**Written task:** Copy the lines of the records below verbatim, beginning with the line containing "of the tinted" and continuing through the line containing "x=508 y=103".

**Records to process:**
________________________________________

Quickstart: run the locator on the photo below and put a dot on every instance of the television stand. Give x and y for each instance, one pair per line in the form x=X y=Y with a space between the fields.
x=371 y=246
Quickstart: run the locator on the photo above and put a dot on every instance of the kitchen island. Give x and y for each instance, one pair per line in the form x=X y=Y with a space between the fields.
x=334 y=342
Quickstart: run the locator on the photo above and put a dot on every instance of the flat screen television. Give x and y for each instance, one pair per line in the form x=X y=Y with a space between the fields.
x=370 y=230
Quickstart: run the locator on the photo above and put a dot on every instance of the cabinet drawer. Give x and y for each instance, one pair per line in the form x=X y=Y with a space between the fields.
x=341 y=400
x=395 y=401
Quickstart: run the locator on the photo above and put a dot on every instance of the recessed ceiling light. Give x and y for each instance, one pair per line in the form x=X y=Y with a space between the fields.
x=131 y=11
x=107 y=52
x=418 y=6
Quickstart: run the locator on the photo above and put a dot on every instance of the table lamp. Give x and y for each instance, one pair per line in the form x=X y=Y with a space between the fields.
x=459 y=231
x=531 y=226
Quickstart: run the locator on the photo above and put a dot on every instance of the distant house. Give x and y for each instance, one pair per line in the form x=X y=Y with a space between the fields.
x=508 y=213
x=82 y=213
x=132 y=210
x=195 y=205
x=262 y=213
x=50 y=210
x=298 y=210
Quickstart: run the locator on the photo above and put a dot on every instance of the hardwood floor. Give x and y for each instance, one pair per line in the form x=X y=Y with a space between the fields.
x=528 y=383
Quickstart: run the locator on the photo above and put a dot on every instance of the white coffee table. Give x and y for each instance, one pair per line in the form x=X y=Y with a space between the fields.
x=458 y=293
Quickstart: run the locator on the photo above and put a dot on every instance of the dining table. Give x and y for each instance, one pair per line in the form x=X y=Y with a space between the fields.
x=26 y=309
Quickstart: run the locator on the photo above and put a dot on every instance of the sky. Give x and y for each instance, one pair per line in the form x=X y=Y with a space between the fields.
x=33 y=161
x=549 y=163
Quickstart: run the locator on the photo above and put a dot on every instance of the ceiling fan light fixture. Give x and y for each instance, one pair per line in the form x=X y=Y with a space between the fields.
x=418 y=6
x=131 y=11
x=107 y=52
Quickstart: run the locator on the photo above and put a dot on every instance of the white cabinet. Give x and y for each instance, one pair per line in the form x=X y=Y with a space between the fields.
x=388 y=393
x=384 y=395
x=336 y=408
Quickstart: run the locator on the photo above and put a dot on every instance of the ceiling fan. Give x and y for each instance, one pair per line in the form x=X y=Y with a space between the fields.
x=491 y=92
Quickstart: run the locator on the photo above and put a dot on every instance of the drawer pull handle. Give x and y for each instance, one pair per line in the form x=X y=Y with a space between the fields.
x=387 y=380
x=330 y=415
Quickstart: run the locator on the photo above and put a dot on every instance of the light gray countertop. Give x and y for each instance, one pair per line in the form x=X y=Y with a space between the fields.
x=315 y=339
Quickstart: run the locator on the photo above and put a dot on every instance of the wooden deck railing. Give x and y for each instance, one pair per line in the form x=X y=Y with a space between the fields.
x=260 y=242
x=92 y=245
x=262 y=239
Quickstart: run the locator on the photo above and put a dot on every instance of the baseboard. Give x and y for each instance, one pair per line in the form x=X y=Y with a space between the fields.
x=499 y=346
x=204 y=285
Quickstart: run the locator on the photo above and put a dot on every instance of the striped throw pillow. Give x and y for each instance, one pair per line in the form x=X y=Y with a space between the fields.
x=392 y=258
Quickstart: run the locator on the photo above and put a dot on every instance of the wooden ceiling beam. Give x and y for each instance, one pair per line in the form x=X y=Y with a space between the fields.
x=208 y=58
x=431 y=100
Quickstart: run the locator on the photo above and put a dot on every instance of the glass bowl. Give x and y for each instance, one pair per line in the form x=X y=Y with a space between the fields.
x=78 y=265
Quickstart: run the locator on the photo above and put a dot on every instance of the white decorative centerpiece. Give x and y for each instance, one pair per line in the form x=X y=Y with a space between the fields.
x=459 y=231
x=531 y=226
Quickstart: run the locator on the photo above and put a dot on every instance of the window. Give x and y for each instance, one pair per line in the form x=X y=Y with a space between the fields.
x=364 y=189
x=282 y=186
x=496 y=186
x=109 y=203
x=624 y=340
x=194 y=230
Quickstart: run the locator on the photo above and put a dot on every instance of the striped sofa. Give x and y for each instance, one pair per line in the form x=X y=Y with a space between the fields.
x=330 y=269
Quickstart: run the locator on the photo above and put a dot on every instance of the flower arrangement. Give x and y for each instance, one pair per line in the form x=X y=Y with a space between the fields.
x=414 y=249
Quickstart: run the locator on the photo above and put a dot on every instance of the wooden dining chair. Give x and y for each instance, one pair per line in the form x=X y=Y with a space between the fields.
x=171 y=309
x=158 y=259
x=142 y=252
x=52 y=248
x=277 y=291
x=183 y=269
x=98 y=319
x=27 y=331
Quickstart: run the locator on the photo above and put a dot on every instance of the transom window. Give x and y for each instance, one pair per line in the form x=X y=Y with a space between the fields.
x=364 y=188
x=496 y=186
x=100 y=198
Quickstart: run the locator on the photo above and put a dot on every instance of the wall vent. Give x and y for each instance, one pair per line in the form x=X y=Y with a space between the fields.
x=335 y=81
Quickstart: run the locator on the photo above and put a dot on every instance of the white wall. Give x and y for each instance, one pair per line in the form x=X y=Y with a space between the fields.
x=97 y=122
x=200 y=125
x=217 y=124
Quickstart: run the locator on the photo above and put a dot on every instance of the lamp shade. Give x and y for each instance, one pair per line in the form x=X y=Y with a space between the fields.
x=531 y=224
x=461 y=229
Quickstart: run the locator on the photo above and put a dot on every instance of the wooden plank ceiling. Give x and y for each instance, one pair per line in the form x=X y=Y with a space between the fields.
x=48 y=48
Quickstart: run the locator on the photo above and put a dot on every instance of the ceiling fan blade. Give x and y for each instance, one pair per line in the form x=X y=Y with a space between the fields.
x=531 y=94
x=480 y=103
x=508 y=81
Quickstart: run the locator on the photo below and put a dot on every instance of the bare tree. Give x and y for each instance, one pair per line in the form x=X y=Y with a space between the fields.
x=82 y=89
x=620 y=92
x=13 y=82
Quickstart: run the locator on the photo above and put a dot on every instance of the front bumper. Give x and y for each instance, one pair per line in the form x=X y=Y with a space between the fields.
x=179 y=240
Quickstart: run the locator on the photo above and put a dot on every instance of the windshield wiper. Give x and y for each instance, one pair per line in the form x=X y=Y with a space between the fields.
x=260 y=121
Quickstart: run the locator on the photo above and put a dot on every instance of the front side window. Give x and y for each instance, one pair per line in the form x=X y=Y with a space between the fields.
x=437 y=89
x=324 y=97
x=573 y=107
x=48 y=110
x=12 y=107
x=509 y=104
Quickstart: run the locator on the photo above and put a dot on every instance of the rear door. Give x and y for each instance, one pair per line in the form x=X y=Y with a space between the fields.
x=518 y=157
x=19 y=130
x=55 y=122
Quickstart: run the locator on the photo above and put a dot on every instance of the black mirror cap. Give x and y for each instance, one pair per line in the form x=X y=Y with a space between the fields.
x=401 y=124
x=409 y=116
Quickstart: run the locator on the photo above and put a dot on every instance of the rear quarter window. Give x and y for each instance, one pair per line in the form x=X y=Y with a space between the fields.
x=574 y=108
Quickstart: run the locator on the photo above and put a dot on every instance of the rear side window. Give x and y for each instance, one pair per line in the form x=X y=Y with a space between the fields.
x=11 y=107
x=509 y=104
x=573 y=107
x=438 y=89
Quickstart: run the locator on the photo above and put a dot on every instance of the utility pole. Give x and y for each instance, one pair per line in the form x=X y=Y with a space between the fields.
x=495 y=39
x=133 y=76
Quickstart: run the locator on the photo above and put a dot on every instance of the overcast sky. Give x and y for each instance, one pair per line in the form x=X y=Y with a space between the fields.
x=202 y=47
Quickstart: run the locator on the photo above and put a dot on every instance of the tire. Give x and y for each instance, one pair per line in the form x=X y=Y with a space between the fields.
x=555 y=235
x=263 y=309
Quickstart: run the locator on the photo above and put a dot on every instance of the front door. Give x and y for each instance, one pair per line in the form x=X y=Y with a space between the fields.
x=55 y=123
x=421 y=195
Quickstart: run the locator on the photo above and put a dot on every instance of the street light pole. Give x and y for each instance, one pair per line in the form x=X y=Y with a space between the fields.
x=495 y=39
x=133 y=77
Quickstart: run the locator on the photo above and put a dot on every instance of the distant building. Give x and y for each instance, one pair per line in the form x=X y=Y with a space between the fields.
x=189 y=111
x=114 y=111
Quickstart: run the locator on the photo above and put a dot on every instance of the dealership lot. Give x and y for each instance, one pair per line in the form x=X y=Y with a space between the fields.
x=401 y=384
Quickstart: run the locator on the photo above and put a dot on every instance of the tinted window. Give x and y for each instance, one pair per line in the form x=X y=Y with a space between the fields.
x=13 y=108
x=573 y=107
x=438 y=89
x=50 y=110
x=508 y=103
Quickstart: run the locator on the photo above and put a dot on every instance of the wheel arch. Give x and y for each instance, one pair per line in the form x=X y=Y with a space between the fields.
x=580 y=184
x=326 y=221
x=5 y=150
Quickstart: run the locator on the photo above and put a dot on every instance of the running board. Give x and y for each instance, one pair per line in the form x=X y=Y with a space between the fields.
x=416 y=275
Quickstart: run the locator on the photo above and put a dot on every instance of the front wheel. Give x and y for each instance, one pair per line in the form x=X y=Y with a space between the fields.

________________________________________

**Solution for this exercise:**
Quickstart: run the locator on the photo above and put a dot on every instance of the tinted window. Give x and y for each instance, one pair per line in the form x=X y=Y with a space between the fields.
x=13 y=108
x=573 y=107
x=438 y=89
x=50 y=110
x=508 y=103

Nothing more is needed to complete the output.